Consigne A =
Dans le listing, remplacez « child » par « toddler » sur le passage allant de la ligne contenant « Would you be so kind as to point out the orange » jusqu'à la fin du listing, puis recopiez ce passage sans autre modification.

La métamorphose comme outil de réflexion
5Un premier champ d’investigation où la métamorphose joue le rôle d’outil de réflexion concerne l’origine de l’homme : afin d’atteindre leur but herméneutique, les clercs médiévaux ont recours au fonds mythologique gréco-romain, qu’ils connaissent essentiellement à travers les Métamorphoses d’Ovide.
6Jean de Meun, dans son ambition encyclopédique de toucher aux plus grands thèmes de la culture du xiiie siècle, en fait état dans sa continuation du Roman de la Rose de Guillaume de Lorris, long poème en vers qui représente un véritable réservoir de mythes anciens.
7L’épisode de Deucalion et Pyrrha, transposition fidèle du récit ovidien4, raconte comment ces deux personnages, seuls survivants du déluge, avaient pu repeupler la terre : ayant interrogé la déesse Thémis, ils avaient lancé, derrière eux, les os de leur grand-mère, parce qu’ils avaient reconnu la terre en l’aïeule évoquée par l’oracle (v. 17640-649) :
Et maintenant hommes saillirent
Des pierres que Deucalion
Gitoit par bonne entencion.
Et des pierres Pirra les fames
Saillirent en cors et en ames
Tout aussi com dame Themis
Leur avoit en l’oreille mis,
C’onques n’i quistrent autre pere :
Jamais ne sera qu’il n’i pere
La durté en tout le lignage.

Données fournies =
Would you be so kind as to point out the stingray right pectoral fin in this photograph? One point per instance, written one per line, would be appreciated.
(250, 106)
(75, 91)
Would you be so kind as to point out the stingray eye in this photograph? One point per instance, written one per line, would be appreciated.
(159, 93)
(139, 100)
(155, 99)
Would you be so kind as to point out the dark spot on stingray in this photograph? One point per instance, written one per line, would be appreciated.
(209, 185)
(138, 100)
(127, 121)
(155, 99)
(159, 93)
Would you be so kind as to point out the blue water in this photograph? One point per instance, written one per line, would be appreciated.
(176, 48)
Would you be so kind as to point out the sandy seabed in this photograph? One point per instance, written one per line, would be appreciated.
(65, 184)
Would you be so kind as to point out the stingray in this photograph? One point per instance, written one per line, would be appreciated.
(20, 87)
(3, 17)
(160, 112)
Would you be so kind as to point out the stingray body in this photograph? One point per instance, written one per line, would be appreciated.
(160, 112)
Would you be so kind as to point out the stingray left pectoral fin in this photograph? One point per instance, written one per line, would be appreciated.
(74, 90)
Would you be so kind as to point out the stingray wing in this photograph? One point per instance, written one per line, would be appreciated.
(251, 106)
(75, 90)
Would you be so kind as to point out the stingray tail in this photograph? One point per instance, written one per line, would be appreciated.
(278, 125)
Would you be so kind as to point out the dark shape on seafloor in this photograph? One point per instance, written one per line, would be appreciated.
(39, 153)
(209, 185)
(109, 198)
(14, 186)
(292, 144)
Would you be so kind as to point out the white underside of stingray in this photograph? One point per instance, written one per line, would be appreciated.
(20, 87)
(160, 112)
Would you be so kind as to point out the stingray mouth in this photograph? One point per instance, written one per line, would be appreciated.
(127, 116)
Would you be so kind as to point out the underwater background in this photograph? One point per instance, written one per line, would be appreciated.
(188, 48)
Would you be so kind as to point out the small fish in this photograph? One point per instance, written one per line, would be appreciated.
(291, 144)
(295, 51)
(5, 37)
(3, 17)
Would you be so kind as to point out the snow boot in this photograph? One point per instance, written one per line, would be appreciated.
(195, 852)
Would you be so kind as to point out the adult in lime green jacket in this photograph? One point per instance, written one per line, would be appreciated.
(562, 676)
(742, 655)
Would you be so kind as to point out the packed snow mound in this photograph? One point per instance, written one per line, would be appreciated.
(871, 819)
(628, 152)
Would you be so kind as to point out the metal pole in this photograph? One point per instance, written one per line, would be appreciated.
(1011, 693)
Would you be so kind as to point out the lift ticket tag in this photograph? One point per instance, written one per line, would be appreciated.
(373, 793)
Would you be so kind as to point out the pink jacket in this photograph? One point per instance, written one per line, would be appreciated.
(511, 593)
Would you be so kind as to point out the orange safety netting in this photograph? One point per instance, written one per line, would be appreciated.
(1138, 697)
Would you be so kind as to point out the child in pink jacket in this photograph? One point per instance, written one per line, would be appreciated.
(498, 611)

Consigne B =
Rédigez la suite du texte sur la métamorphose comme outil de réflexion, en reprenant juste après sa dernière phrase.

Réponse attendue A =
Would you be so kind as to point out the orange safety netting in this photograph? One point per instance, written one per line, would be appreciated.
(1138, 697)
Would you be so kind as to point out the toddler in pink jacket in this photograph? One point per instance, written one per line, would be appreciated.
(498, 611)

Réponse attendue B =
8L’épisode témoigne d’une intéressante réflexion sur le thème de la métamorphose, car il en concentre, à lui seul, plusieurs niveaux de lecture. Tout d’abord, le lien de parenté que la déesse établit entre le couple et la terre renvoie au concept de participation de tous les éléments de la nature à un même corps cosmique, le Macrocosme. Ensuite, la métamorphose est présentée en tant que changement de forme de l’état minéral à l’état humain, à l’inverse de l’habitude ovidienne. Enfin, la dureté des pierres reste inscrite dans la lignée qui en est issue, ce qui implique un lien entre les caractéristiques morales de l’homme et les qualités de la nature.
9Le bref récit de l’histoire de Cadmos est également proche de sa source ovidienne5 : comme dans le mythe originaire, Cadmos fait surgir de la terre, en semant des dents de dragon, des chevaliers armés (v. 19741-749) :
De terre ara plus d’un arpent
Et sema les denz d’un serpent
Dont chevaliers armé saillirent […]
Et li voudrent secours donner
Quant il vost les murs maçonner
De Tebes dont il fu fondierres […].
10Les deux histoires permettent à l’auteur médiéval d’illustrer la fondation d’une civilisation : celle qui a suivi le déluge universel et celle de Thèbes. De plus, en transformant les guerriers du texte ovidien en chevaliers, le clerc ne fait pas que raconter la fondation de Thèbes : il souligne la valeur civilisatrice de la culture chevaleresque de son époque.
11Les mythes de métamorphose inspirent également aux auteurs médiévaux une réflexion sur la place que l’homme occupe dans le monde et sur sa relation avec la nature.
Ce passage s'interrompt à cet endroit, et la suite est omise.